---------- Input

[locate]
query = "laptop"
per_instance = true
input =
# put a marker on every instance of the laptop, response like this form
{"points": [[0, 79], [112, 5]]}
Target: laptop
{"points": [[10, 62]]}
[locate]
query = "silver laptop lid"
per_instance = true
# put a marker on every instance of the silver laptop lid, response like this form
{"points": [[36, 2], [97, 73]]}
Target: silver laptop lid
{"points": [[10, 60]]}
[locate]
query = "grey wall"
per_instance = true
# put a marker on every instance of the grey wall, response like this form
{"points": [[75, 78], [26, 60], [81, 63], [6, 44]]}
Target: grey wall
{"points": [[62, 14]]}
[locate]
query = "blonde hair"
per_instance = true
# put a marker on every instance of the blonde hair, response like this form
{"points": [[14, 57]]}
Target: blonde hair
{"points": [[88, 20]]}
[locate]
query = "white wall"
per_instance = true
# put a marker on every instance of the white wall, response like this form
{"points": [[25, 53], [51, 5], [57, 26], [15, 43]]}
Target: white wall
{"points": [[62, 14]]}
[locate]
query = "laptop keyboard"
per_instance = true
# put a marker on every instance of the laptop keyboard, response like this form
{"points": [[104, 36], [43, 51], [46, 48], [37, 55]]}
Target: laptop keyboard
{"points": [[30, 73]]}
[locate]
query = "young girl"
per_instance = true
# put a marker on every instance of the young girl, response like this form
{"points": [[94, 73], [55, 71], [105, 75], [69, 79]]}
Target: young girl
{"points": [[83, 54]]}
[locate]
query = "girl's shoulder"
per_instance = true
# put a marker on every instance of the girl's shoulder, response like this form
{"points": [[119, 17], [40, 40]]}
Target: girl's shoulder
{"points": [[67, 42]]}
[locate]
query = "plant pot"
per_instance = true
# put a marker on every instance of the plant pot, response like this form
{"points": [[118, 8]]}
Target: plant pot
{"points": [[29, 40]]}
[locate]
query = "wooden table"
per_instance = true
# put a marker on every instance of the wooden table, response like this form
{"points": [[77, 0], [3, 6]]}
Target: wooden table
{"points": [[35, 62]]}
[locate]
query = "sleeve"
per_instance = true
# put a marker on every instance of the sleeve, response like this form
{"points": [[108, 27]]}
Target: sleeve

--------------------

Problem statement. Write the listing out again, exactly as shown above.

Output for this exercise.
[locate]
query = "laptop"
per_instance = true
input =
# put a marker on every instance of the laptop, response like this form
{"points": [[0, 79], [112, 5]]}
Target: laptop
{"points": [[10, 62]]}
[locate]
query = "silver laptop lid"
per_instance = true
# put a marker on every instance of the silver laptop lid, response like this form
{"points": [[36, 2], [97, 73]]}
Target: silver laptop lid
{"points": [[10, 60]]}
[locate]
query = "grey wall"
per_instance = true
# put a marker on every instance of the grey wall, response like this form
{"points": [[75, 78], [26, 60], [81, 63], [6, 44]]}
Target: grey wall
{"points": [[62, 14]]}
[locate]
query = "blonde hair"
per_instance = true
# put a marker on every instance of the blonde hair, response like this form
{"points": [[14, 57]]}
Target: blonde hair
{"points": [[88, 20]]}
[locate]
query = "white wall"
per_instance = true
# put a marker on every instance of the white wall, response like this form
{"points": [[25, 53], [51, 5], [57, 26], [15, 43]]}
Target: white wall
{"points": [[62, 14]]}
[locate]
query = "laptop keyboard"
per_instance = true
# put a marker on every instance of the laptop keyboard, response like this form
{"points": [[104, 36], [43, 51], [46, 48], [37, 55]]}
Target: laptop keyboard
{"points": [[30, 73]]}
[locate]
query = "young girl"
per_instance = true
# put a marker on every instance of the young girl, response like this form
{"points": [[94, 73], [55, 71], [105, 75], [69, 79]]}
Target: young girl
{"points": [[83, 54]]}
[locate]
query = "girl's shoulder"
per_instance = true
# put a marker on every instance of the girl's shoulder, response like this form
{"points": [[119, 17], [40, 40]]}
Target: girl's shoulder
{"points": [[67, 42]]}
[locate]
query = "plant pot"
per_instance = true
# put a marker on every instance of the plant pot, response like this form
{"points": [[118, 8]]}
Target: plant pot
{"points": [[29, 40]]}
[locate]
query = "wooden table"
per_instance = true
# put a marker on every instance of the wooden table, response like this form
{"points": [[77, 0], [3, 6]]}
Target: wooden table
{"points": [[35, 62]]}
[locate]
query = "sleeve"
per_instance = true
# put a marker on every instance of the sleeve, response like this form
{"points": [[108, 27]]}
Target: sleeve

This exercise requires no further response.